## GIVEN INSTRUCTION
Reproduce all of the entries below, character for character, with no changes.

## INPUT FOR THIS TASK
────────────────────────────────────────

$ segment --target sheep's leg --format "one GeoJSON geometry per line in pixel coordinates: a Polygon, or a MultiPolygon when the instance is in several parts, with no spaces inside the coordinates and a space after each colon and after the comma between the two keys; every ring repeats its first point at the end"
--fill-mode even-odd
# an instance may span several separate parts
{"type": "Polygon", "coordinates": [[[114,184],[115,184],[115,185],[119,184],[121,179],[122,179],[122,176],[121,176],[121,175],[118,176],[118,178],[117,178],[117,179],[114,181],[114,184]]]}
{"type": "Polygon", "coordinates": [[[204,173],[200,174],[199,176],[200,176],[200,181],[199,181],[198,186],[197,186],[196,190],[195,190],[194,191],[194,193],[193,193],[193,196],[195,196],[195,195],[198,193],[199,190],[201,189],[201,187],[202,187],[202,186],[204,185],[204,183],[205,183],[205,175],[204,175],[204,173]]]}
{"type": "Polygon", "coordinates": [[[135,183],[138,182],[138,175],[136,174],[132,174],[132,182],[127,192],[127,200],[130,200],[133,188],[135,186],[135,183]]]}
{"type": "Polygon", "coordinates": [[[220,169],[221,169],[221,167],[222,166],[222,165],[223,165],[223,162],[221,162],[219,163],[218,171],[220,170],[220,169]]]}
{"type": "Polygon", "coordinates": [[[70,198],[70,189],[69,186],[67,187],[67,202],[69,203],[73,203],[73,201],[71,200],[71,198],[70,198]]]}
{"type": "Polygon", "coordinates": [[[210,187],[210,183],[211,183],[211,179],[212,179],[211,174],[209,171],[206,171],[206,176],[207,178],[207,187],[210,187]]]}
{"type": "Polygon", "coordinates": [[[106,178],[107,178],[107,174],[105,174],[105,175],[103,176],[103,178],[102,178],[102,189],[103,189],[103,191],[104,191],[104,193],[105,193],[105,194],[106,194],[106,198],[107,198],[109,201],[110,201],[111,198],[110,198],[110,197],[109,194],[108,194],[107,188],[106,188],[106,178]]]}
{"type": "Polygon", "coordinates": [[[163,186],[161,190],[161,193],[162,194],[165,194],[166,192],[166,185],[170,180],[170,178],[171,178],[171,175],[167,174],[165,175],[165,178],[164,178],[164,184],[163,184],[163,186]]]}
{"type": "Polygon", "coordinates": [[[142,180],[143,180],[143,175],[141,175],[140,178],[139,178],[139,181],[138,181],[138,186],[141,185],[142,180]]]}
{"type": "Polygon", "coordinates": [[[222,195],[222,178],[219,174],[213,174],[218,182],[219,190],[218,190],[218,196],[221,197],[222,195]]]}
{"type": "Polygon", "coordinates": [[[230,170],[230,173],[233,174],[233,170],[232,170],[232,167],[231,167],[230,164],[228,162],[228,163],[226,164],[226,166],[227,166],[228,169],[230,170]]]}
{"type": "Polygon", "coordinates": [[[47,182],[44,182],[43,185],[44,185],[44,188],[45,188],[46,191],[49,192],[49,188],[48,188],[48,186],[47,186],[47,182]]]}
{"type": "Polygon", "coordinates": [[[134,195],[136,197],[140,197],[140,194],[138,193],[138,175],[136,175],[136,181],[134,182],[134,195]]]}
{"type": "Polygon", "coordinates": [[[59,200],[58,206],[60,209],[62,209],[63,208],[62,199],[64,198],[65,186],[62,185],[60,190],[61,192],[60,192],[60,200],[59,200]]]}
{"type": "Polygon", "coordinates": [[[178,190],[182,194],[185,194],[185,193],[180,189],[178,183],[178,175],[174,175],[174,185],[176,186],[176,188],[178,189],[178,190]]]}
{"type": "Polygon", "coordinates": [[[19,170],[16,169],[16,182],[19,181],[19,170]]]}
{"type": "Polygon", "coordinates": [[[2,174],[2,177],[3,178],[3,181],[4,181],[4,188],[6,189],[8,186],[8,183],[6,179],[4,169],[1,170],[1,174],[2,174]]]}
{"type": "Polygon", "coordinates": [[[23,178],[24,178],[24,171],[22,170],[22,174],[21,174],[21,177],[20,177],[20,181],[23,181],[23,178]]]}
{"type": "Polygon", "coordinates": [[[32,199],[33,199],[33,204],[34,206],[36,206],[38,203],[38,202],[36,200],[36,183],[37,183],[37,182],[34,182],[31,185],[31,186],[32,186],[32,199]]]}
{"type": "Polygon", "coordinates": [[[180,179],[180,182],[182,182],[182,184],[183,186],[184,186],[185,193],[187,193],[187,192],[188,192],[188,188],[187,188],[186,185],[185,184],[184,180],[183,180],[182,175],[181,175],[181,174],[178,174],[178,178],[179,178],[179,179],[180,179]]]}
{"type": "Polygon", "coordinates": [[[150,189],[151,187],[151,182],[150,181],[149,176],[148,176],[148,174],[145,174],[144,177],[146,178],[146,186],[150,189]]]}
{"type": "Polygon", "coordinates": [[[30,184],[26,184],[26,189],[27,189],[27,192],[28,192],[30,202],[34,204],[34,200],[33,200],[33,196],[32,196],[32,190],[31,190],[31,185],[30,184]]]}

────────────────────────────────────────

## TASK RESULT
$ segment --target sheep's leg --format "one GeoJSON geometry per line in pixel coordinates: a Polygon, or a MultiPolygon when the instance is in several parts, with no spaces inside the coordinates and a space after each colon and after the comma between the two keys; every ring repeats its first point at the end"
--fill-mode even-odd
# an instance may span several separate parts
{"type": "Polygon", "coordinates": [[[114,184],[115,184],[115,185],[119,184],[121,179],[122,179],[122,176],[121,176],[121,175],[118,176],[118,178],[117,178],[117,179],[114,181],[114,184]]]}
{"type": "Polygon", "coordinates": [[[204,173],[200,174],[199,176],[200,176],[200,181],[199,181],[198,186],[197,186],[196,190],[195,190],[194,191],[194,193],[193,193],[193,196],[195,196],[195,195],[198,193],[199,190],[201,189],[201,187],[202,187],[202,186],[204,185],[204,183],[205,183],[205,175],[204,175],[204,173]]]}
{"type": "Polygon", "coordinates": [[[135,183],[138,182],[138,175],[136,174],[132,174],[132,182],[127,192],[127,200],[130,200],[133,188],[135,186],[135,183]]]}
{"type": "Polygon", "coordinates": [[[220,169],[221,169],[221,167],[222,166],[222,165],[223,165],[223,162],[221,162],[219,163],[218,171],[220,170],[220,169]]]}
{"type": "Polygon", "coordinates": [[[70,198],[70,189],[69,186],[67,187],[67,202],[69,203],[73,203],[73,201],[71,200],[71,198],[70,198]]]}
{"type": "Polygon", "coordinates": [[[210,187],[210,183],[211,183],[211,179],[212,179],[211,174],[209,171],[206,171],[206,176],[207,178],[207,187],[210,187]]]}
{"type": "Polygon", "coordinates": [[[106,178],[107,178],[107,174],[105,174],[105,175],[103,176],[103,178],[102,178],[102,189],[103,189],[103,191],[104,191],[104,193],[105,193],[105,194],[106,194],[106,198],[107,198],[109,201],[110,201],[111,198],[110,198],[110,197],[109,194],[108,194],[107,188],[106,188],[106,178]]]}
{"type": "Polygon", "coordinates": [[[163,186],[161,190],[161,193],[162,194],[165,194],[166,192],[166,185],[170,180],[170,178],[171,178],[171,175],[167,174],[165,175],[165,178],[164,178],[164,184],[163,184],[163,186]]]}
{"type": "Polygon", "coordinates": [[[142,180],[143,180],[143,175],[141,175],[140,178],[139,178],[139,181],[138,181],[138,186],[141,185],[142,180]]]}
{"type": "Polygon", "coordinates": [[[222,195],[222,178],[219,174],[213,174],[218,182],[219,190],[218,190],[218,196],[221,197],[222,195]]]}
{"type": "Polygon", "coordinates": [[[230,170],[230,173],[233,174],[233,170],[232,170],[232,167],[231,167],[230,164],[228,162],[228,163],[226,164],[226,166],[227,166],[228,169],[230,170]]]}
{"type": "Polygon", "coordinates": [[[47,182],[44,182],[43,185],[44,185],[44,188],[45,188],[46,191],[49,192],[49,188],[48,188],[48,186],[47,186],[47,182]]]}
{"type": "Polygon", "coordinates": [[[134,195],[136,197],[140,197],[140,194],[138,193],[138,175],[136,175],[136,181],[134,182],[134,195]]]}
{"type": "Polygon", "coordinates": [[[59,200],[58,206],[60,209],[62,209],[63,208],[62,199],[64,198],[65,186],[62,185],[60,190],[61,192],[60,192],[60,200],[59,200]]]}
{"type": "Polygon", "coordinates": [[[178,190],[182,194],[185,194],[185,193],[180,189],[178,183],[178,175],[174,175],[174,185],[176,186],[176,188],[178,189],[178,190]]]}
{"type": "Polygon", "coordinates": [[[19,170],[16,169],[16,182],[19,181],[19,170]]]}
{"type": "Polygon", "coordinates": [[[2,174],[2,177],[3,178],[3,181],[4,181],[4,188],[6,189],[8,186],[8,183],[6,179],[4,169],[1,170],[1,174],[2,174]]]}
{"type": "Polygon", "coordinates": [[[23,178],[24,178],[24,171],[22,170],[22,174],[21,174],[21,177],[20,177],[20,181],[23,181],[23,178]]]}
{"type": "Polygon", "coordinates": [[[32,199],[33,199],[33,204],[34,206],[36,206],[38,203],[38,202],[36,200],[36,183],[37,183],[37,182],[34,182],[31,185],[31,186],[32,186],[32,199]]]}
{"type": "Polygon", "coordinates": [[[180,179],[180,182],[182,182],[182,184],[183,186],[184,186],[185,193],[187,193],[187,192],[188,192],[188,188],[187,188],[186,185],[185,184],[184,180],[183,180],[182,175],[181,175],[181,174],[178,174],[178,178],[179,178],[179,179],[180,179]]]}
{"type": "Polygon", "coordinates": [[[150,189],[151,187],[151,182],[150,181],[149,176],[148,176],[148,174],[145,174],[144,177],[146,178],[146,186],[150,189]]]}
{"type": "Polygon", "coordinates": [[[30,184],[26,184],[26,189],[27,189],[27,192],[28,192],[30,202],[34,204],[34,200],[33,200],[33,196],[32,196],[32,190],[31,190],[31,185],[30,184]]]}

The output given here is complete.